Data for analysis section start
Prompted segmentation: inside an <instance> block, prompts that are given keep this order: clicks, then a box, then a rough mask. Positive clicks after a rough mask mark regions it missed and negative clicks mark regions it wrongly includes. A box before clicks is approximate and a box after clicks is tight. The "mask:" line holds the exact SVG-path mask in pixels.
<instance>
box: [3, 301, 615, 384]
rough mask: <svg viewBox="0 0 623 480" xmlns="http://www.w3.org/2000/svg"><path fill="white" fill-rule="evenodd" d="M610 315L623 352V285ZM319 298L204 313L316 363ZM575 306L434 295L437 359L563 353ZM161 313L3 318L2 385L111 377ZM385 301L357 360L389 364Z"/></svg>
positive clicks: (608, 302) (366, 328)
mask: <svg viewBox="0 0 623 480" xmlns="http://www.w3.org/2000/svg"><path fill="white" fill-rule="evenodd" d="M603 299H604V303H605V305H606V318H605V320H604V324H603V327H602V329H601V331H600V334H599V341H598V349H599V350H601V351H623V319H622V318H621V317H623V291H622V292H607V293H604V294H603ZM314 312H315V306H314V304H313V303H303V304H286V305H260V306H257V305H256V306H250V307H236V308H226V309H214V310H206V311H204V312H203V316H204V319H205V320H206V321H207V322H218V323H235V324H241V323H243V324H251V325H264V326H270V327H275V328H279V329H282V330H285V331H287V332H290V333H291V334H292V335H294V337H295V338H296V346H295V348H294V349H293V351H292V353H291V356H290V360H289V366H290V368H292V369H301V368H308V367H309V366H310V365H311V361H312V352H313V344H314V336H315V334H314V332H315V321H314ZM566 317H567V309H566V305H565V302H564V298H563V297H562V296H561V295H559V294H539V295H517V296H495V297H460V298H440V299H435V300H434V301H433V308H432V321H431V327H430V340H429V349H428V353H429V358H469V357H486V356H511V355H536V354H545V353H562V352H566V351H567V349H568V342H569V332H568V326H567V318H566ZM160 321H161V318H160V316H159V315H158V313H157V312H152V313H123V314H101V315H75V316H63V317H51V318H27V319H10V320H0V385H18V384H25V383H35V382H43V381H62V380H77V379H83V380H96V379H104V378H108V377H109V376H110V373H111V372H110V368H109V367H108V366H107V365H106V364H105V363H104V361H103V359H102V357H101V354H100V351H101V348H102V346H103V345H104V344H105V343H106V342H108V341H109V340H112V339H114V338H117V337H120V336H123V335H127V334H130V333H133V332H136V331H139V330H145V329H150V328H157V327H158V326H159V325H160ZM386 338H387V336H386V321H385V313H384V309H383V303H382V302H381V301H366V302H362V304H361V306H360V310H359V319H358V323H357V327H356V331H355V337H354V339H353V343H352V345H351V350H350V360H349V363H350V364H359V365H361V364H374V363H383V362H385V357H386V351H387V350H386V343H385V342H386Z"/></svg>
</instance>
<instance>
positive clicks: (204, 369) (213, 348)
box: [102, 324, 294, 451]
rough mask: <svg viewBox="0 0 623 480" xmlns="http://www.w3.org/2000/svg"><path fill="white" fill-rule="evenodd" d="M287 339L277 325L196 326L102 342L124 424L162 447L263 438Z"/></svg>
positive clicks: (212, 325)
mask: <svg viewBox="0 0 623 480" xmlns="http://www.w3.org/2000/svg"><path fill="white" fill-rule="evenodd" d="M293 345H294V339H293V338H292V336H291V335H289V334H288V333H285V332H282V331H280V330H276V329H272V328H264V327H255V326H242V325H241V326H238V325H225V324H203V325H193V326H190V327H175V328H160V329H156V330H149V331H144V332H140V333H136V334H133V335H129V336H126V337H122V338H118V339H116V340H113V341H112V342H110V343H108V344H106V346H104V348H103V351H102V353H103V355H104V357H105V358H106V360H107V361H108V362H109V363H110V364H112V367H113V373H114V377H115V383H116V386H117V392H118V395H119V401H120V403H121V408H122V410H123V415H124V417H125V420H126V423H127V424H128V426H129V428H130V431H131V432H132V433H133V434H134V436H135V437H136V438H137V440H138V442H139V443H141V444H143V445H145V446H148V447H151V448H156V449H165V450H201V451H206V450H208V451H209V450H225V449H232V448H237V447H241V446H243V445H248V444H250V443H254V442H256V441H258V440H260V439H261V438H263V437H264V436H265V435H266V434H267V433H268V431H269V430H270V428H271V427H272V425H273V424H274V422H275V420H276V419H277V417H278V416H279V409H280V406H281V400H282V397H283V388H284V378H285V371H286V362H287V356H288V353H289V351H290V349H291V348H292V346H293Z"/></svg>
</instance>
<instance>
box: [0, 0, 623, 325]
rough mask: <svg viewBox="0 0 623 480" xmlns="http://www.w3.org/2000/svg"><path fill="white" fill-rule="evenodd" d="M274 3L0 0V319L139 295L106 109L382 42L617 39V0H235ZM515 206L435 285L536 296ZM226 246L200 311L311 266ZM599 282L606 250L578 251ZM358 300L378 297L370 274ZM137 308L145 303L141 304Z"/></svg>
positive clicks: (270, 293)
Data for analysis section end
● **Request**: Copy the listing verbatim, starting with the line that contains "339L277 325L196 326L102" and going on through the line that contains "positive clicks: (212, 325)".

● **Answer area**:
rough mask: <svg viewBox="0 0 623 480" xmlns="http://www.w3.org/2000/svg"><path fill="white" fill-rule="evenodd" d="M287 339L277 325L196 326L102 342L124 424L162 447L263 438Z"/></svg>
positive clicks: (212, 325)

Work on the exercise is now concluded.